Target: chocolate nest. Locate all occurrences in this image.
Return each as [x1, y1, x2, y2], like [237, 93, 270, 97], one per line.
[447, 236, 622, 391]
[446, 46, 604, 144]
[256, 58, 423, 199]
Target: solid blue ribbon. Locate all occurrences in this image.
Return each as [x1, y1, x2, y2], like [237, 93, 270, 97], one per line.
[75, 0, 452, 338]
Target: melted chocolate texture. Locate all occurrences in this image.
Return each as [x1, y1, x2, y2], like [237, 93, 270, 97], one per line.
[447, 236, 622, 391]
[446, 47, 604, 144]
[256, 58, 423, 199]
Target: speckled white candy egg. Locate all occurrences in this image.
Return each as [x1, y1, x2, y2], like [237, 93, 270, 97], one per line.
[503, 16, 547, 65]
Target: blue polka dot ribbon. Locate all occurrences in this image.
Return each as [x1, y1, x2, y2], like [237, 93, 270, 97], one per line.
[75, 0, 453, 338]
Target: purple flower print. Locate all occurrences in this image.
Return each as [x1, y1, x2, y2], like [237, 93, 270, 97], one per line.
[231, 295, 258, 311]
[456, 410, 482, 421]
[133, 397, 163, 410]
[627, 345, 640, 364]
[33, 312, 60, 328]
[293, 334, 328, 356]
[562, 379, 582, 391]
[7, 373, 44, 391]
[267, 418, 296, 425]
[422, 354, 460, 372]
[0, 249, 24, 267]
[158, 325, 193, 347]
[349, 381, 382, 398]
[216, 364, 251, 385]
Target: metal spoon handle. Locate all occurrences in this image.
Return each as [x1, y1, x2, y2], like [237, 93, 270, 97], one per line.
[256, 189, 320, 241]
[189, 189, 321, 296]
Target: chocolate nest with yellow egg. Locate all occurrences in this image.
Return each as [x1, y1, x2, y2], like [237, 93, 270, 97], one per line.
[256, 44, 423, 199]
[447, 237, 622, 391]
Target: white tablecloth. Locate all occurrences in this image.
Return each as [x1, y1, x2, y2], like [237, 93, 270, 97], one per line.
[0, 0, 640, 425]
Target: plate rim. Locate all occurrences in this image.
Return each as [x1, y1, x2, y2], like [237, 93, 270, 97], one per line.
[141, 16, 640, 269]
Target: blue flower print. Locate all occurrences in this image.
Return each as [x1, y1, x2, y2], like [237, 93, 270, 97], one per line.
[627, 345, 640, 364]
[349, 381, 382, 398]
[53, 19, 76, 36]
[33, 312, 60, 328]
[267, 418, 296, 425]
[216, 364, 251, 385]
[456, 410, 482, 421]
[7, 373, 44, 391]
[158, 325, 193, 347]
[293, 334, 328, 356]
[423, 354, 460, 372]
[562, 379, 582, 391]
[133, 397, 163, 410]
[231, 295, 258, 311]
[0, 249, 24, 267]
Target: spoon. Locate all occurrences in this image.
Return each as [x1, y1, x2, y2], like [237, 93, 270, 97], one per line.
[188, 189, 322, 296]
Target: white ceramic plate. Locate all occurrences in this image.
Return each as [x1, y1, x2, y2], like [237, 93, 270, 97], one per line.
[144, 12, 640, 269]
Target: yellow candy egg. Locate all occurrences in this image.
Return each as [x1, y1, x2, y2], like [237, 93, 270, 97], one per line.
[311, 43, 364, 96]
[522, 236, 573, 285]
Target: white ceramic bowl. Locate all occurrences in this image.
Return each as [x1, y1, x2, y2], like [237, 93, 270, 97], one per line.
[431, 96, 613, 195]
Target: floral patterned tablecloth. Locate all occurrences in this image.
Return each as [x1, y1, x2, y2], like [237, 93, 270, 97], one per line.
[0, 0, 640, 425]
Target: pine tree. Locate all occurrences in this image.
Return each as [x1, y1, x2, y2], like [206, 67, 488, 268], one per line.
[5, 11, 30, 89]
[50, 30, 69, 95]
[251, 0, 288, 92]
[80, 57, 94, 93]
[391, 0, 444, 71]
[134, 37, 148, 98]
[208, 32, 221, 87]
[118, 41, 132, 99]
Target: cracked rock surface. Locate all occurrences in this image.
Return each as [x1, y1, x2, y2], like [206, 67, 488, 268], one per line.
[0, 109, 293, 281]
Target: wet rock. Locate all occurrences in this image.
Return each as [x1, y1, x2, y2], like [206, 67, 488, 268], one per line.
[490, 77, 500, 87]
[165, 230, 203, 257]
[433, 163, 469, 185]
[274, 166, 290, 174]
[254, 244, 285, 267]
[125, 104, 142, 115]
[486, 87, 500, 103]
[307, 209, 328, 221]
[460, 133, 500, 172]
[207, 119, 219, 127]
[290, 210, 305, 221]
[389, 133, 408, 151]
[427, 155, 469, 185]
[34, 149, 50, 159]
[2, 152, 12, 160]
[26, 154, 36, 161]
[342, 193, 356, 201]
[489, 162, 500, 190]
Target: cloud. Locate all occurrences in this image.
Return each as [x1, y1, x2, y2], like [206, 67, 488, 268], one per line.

* _Instruction_
Copy verbatim every line of the items above, from the one containing "Target: spoon. Locate" down to the one containing "[144, 12, 640, 269]", including both of those lines.

* _Right answer_
Target: spoon. Locate all occurrences in this image.
Return each as [x1, y1, x2, y2], like [237, 93, 270, 97], one per line.
[188, 189, 322, 296]
Target: white ceramic plate. Locate all occurrences in this image.
Return each as [x1, y1, x2, y2], like [237, 93, 270, 97], one per line.
[144, 12, 640, 269]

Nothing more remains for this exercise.